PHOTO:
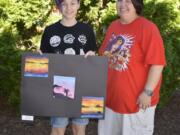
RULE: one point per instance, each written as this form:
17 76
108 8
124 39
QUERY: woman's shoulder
147 23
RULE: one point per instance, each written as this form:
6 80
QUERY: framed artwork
63 85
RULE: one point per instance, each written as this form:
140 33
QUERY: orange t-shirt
131 50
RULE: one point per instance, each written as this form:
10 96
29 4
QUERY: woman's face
69 9
125 9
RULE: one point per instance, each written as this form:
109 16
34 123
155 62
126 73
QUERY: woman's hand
40 52
89 53
144 101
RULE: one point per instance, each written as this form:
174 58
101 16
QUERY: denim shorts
62 122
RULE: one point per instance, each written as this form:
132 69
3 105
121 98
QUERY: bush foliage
22 20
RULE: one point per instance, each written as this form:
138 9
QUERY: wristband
148 92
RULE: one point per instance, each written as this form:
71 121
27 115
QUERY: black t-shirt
77 39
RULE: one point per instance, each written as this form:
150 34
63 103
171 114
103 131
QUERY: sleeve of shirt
152 45
44 47
92 41
105 41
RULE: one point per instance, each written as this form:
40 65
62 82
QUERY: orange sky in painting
36 65
92 102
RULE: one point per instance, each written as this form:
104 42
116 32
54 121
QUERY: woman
134 79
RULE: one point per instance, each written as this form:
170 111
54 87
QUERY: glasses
125 1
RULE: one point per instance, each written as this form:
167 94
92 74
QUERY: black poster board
63 85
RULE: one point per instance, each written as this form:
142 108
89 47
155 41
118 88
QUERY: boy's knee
57 131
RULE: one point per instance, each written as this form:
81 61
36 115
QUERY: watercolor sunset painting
92 107
36 66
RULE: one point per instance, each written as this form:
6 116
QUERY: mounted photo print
92 107
36 66
64 87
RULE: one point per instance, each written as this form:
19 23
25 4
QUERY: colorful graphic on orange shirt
118 51
36 66
92 107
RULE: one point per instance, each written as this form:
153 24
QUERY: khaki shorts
140 123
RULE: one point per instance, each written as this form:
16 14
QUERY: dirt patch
167 121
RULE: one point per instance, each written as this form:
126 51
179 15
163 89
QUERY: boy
68 36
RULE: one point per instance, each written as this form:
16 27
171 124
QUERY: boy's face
69 9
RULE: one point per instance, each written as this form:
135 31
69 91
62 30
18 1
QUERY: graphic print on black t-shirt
118 51
75 40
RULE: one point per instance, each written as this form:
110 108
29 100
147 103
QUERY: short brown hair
138 5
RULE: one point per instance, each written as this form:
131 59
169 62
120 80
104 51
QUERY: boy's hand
40 52
89 53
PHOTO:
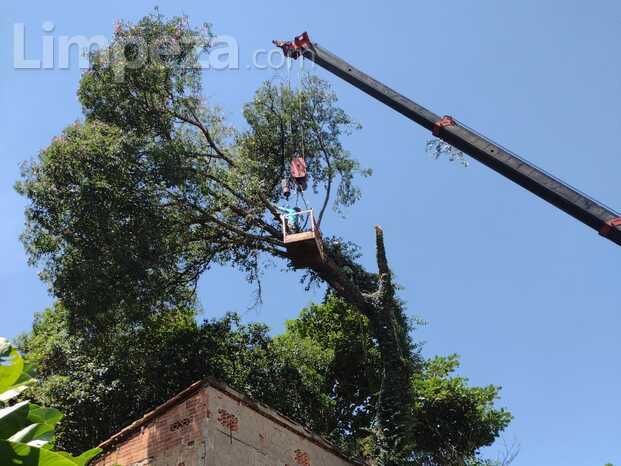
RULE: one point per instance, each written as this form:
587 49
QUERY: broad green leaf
35 435
20 454
11 365
13 419
14 391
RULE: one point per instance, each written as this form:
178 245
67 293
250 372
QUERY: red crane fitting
443 122
609 225
293 49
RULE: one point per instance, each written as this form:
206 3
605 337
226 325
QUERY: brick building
210 424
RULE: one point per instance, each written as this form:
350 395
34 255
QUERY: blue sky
527 295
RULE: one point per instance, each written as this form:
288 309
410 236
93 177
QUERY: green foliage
325 370
129 207
27 429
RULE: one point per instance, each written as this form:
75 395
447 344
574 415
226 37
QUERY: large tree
130 206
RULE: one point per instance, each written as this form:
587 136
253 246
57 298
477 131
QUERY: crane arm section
580 206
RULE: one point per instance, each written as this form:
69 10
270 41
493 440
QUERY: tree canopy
129 207
324 369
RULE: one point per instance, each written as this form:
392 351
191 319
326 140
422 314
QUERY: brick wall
216 426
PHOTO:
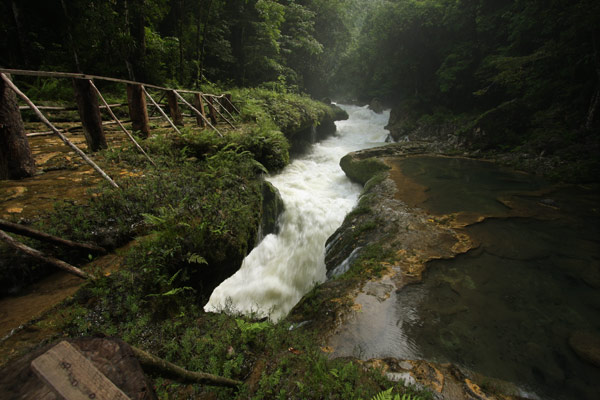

== == ==

#### WHAT YOU WILL DO:
How many lines of the data above contain the string "foliage", matching case exactly? Reply with the number alone.

#### EXPECTED ANSWER:
2